■ **Given instruction**
Pick out every line below that contains the string "target" and copy each one. Case counts.

■ **Dataset excerpts**

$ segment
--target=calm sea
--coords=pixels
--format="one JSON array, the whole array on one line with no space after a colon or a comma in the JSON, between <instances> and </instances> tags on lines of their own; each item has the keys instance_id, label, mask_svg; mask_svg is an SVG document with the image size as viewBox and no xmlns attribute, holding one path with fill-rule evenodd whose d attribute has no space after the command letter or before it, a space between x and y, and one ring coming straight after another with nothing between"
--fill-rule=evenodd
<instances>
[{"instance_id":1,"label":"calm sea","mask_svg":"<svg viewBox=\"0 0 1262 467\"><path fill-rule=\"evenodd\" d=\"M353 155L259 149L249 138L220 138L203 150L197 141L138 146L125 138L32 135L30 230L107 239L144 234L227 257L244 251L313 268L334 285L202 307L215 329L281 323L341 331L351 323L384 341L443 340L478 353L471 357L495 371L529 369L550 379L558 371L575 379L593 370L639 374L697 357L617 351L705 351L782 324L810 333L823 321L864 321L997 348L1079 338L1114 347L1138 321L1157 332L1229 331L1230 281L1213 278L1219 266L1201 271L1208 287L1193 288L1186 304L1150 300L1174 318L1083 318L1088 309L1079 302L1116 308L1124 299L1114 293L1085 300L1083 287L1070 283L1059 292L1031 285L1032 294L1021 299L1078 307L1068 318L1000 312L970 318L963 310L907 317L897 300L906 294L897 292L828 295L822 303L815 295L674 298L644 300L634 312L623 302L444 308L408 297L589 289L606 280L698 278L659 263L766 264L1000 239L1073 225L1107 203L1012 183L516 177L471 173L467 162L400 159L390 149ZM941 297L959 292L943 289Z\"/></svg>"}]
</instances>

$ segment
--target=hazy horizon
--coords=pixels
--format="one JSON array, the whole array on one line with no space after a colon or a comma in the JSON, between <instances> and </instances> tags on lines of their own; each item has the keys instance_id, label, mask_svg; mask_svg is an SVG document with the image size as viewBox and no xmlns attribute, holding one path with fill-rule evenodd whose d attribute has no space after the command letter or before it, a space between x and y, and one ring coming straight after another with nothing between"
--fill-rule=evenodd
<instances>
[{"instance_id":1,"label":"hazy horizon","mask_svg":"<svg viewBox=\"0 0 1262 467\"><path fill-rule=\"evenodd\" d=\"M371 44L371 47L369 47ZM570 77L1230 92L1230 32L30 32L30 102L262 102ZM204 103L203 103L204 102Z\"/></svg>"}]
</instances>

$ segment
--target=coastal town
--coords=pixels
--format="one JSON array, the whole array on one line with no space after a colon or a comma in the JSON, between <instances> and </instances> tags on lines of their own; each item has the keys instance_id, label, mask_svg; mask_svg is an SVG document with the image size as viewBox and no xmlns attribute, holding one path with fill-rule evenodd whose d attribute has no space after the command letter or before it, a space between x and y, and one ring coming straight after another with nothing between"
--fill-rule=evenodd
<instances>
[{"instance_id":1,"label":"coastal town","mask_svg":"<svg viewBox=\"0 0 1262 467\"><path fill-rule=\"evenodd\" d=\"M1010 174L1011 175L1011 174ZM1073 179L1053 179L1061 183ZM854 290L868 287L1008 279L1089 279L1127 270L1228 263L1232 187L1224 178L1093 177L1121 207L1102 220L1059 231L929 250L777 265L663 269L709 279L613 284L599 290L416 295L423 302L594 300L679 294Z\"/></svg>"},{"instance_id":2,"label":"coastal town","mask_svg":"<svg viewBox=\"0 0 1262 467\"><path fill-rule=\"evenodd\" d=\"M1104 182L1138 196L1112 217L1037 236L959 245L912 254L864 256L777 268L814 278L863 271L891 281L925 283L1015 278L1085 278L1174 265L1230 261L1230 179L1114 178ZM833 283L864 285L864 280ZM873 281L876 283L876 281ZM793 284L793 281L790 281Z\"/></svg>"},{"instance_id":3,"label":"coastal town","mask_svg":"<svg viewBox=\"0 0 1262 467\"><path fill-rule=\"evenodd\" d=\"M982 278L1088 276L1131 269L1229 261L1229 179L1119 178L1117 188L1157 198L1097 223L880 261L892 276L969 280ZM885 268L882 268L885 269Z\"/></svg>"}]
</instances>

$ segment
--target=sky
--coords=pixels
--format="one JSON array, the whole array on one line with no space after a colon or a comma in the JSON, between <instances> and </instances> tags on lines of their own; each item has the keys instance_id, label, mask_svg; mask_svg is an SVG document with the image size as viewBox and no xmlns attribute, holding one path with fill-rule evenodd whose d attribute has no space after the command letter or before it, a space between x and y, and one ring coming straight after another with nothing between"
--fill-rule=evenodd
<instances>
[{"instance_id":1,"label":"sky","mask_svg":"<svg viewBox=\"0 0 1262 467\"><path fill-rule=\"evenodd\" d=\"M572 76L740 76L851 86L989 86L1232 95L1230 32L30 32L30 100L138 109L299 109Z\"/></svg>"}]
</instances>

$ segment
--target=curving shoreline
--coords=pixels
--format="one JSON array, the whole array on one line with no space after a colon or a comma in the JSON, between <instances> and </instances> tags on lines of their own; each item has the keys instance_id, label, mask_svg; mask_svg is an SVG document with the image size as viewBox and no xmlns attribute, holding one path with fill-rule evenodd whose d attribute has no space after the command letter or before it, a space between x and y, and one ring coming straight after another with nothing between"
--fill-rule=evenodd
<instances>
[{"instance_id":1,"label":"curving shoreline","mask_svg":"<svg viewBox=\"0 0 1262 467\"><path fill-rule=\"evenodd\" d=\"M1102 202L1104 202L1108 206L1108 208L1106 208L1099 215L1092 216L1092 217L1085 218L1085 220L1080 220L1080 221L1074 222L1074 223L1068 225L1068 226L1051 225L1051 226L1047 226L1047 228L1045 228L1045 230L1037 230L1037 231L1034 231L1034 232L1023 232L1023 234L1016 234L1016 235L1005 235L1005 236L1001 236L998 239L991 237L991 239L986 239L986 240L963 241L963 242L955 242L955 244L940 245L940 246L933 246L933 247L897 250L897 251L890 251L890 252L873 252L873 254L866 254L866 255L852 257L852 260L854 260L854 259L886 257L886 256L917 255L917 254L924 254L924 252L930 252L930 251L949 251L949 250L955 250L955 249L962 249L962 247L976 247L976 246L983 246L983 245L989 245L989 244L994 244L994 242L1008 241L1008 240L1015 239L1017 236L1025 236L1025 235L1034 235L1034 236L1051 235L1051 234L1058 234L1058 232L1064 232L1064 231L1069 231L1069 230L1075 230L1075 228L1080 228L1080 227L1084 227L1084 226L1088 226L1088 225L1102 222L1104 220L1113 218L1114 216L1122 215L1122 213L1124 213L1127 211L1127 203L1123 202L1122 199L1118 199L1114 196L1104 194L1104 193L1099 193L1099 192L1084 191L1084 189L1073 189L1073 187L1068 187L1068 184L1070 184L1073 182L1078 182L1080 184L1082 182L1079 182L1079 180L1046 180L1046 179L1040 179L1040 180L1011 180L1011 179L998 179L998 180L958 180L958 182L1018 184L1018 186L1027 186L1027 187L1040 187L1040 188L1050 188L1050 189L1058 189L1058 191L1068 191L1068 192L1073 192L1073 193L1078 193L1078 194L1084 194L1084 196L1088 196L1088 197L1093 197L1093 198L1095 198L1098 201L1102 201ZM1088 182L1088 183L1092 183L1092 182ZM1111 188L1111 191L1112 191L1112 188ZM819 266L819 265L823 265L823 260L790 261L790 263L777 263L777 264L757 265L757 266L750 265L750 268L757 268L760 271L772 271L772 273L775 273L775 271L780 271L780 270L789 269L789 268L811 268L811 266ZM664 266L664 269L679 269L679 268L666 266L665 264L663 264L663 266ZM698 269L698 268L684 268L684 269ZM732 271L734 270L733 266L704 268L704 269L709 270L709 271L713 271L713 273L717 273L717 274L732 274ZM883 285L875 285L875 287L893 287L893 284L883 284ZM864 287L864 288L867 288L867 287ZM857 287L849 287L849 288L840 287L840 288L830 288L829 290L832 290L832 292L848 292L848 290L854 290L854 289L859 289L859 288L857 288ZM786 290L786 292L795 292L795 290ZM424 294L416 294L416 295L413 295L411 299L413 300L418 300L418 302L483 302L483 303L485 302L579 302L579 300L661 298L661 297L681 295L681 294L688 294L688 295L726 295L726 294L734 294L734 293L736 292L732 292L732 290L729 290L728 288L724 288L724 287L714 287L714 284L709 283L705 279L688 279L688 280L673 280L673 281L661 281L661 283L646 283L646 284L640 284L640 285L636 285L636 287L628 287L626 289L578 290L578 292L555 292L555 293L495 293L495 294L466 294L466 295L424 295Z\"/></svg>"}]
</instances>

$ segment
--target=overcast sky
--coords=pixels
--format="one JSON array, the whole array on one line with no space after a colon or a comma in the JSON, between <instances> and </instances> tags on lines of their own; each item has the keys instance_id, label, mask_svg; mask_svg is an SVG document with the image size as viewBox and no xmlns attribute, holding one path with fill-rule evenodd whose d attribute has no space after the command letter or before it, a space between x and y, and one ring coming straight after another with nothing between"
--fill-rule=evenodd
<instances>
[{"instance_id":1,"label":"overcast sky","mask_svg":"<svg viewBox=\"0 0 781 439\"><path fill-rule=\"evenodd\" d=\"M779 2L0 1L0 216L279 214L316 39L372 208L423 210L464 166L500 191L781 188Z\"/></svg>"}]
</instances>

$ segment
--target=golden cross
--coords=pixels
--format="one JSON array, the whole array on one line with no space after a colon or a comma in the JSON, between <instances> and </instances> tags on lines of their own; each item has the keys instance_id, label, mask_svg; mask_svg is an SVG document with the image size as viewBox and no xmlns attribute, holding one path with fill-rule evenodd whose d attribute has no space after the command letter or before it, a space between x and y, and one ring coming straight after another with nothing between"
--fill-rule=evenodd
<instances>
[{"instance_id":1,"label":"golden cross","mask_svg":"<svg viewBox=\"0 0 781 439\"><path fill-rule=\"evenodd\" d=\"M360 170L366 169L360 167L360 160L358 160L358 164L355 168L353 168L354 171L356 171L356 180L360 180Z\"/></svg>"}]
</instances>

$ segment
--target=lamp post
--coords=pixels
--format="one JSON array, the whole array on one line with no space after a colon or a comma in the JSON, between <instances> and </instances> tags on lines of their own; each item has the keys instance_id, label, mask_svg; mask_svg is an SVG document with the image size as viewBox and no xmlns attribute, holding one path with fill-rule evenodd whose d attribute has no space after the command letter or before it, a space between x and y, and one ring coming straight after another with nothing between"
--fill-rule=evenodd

■ **Answer in full**
--target=calm sea
--target=hazy horizon
--target=coastal town
--target=sky
--target=curving shoreline
--target=overcast sky
--target=golden cross
--target=lamp post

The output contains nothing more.